Select each line in the listing below that contains the string "door" and reproduce those lines verbatim.

---*---

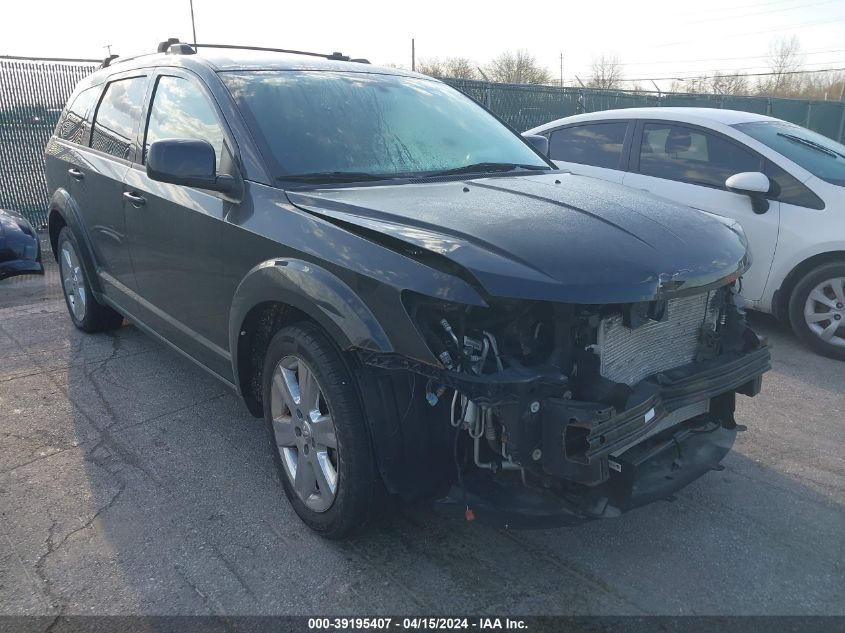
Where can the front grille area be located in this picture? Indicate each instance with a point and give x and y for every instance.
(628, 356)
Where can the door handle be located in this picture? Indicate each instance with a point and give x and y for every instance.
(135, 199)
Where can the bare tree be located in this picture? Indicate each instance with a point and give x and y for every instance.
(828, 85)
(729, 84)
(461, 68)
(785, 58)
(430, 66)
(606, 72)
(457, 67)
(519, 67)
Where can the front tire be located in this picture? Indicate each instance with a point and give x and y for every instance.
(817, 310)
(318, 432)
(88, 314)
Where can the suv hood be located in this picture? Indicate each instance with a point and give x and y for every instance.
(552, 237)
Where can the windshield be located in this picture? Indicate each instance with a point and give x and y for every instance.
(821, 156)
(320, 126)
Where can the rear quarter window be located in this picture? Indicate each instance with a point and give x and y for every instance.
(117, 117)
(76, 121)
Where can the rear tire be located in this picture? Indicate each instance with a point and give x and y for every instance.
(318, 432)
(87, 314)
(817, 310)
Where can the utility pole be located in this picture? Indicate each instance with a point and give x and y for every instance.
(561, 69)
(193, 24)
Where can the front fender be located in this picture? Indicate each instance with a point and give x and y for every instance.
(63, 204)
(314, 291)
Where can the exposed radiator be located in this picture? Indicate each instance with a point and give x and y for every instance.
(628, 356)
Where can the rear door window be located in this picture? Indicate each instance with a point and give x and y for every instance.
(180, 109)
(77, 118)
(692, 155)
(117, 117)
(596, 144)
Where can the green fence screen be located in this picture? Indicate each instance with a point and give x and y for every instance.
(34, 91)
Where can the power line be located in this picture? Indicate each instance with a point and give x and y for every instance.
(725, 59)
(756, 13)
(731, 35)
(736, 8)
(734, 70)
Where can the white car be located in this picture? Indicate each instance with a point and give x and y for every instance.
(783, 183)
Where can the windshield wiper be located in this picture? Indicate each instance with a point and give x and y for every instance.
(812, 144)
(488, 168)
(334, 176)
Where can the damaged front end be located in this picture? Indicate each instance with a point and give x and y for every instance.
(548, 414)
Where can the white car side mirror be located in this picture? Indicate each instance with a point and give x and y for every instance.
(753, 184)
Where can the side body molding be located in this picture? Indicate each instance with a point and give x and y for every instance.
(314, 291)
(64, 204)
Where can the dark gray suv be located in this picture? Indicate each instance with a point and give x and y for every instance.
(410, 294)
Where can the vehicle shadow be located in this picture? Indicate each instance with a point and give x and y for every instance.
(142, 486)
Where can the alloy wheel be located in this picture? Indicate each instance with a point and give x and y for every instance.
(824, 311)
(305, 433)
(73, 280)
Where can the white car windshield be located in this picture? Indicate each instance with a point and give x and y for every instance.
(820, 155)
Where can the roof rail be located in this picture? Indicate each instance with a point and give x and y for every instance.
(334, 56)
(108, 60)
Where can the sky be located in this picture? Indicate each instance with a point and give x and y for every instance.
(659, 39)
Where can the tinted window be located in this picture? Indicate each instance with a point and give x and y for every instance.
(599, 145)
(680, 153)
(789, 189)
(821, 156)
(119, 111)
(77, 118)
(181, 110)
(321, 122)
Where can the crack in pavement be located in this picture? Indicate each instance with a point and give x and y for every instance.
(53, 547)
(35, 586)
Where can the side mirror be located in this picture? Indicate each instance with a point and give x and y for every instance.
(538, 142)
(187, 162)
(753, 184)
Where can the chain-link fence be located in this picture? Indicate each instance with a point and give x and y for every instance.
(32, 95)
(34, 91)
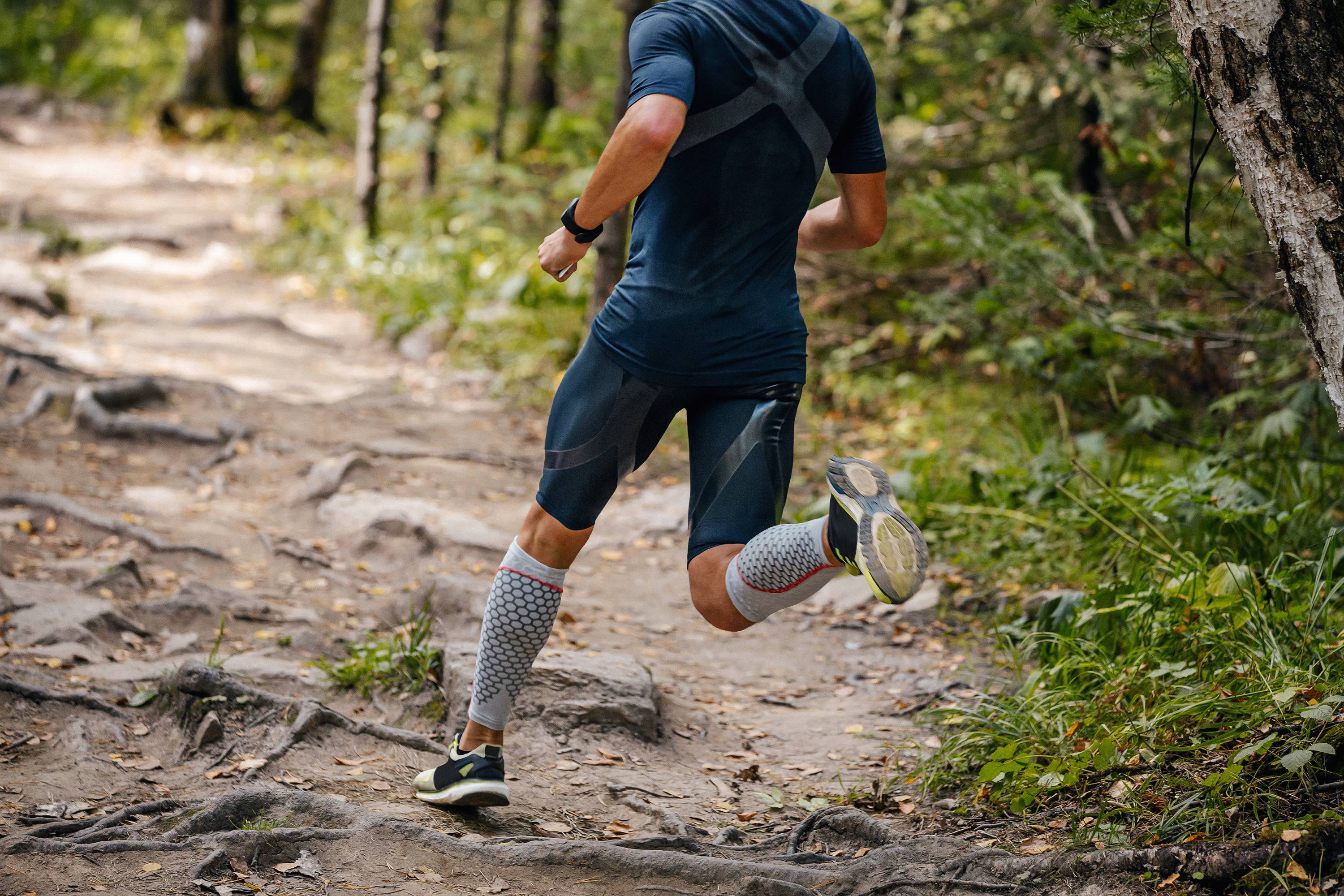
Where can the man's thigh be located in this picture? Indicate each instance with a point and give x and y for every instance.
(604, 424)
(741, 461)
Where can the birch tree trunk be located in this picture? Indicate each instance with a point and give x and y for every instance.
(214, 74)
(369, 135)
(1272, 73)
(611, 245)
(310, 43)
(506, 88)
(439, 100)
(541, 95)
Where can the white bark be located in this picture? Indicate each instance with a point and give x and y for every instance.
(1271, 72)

---*---

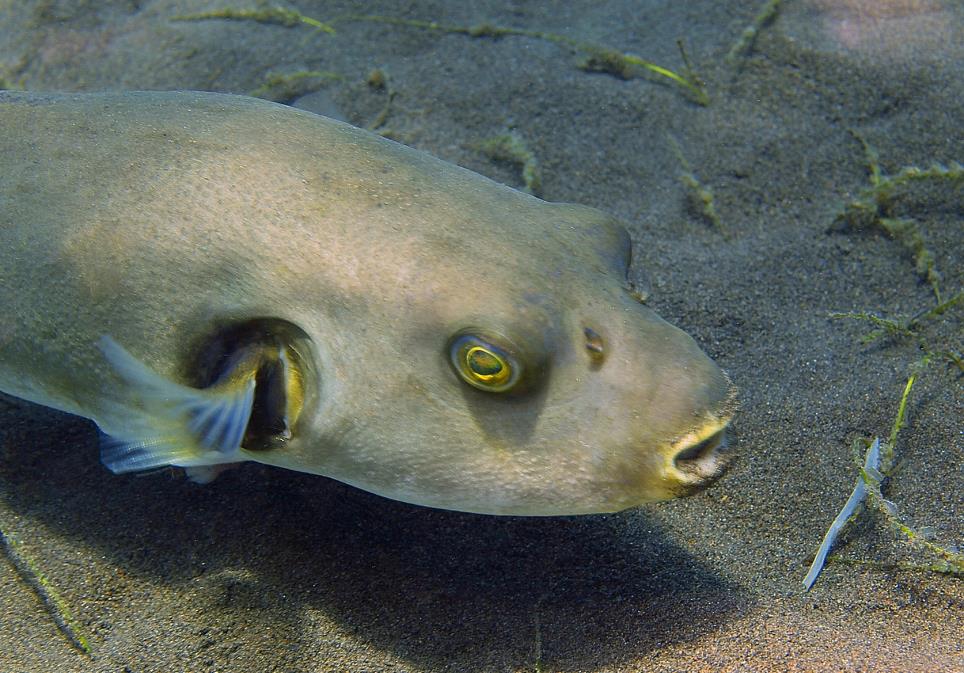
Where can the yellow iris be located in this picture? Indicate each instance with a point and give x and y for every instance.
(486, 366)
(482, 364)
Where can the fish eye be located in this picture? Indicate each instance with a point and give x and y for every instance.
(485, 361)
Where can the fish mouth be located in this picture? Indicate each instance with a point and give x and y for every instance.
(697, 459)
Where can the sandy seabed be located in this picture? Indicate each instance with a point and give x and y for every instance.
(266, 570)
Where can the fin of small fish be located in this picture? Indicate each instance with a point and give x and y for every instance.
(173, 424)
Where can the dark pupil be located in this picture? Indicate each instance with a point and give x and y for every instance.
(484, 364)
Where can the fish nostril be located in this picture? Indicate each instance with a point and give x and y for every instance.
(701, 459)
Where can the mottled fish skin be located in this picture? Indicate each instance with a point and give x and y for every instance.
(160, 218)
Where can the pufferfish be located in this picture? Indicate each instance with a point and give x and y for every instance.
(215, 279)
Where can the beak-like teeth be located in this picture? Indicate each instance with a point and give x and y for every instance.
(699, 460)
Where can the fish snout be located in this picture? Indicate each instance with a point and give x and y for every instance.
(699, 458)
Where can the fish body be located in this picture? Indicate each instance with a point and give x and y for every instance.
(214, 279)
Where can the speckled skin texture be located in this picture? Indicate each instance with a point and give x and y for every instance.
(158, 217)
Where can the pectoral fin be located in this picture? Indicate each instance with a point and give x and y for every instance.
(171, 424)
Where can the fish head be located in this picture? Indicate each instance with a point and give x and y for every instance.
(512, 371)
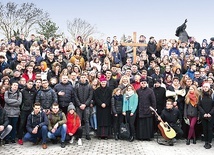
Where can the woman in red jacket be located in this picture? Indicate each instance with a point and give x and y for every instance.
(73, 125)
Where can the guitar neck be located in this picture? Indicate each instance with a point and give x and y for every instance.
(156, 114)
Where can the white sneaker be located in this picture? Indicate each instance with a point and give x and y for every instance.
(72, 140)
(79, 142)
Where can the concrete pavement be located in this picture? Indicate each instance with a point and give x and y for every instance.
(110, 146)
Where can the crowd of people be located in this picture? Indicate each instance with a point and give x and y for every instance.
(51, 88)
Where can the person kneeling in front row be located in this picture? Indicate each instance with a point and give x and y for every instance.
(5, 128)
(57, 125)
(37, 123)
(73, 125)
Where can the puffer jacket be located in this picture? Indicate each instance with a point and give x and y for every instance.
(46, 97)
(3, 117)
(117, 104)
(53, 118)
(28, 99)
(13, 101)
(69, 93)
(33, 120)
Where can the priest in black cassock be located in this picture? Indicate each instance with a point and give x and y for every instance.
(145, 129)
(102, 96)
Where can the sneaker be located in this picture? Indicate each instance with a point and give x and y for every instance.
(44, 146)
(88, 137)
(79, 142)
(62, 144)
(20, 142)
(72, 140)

---*---

== RESPONSE ==
Where can the door handle be located in this picture? Indicate each instance with a point and give x and y for every instance.
Where can the rear door window be located in this picture? Indicate each instance with a point and give x and y for every instance.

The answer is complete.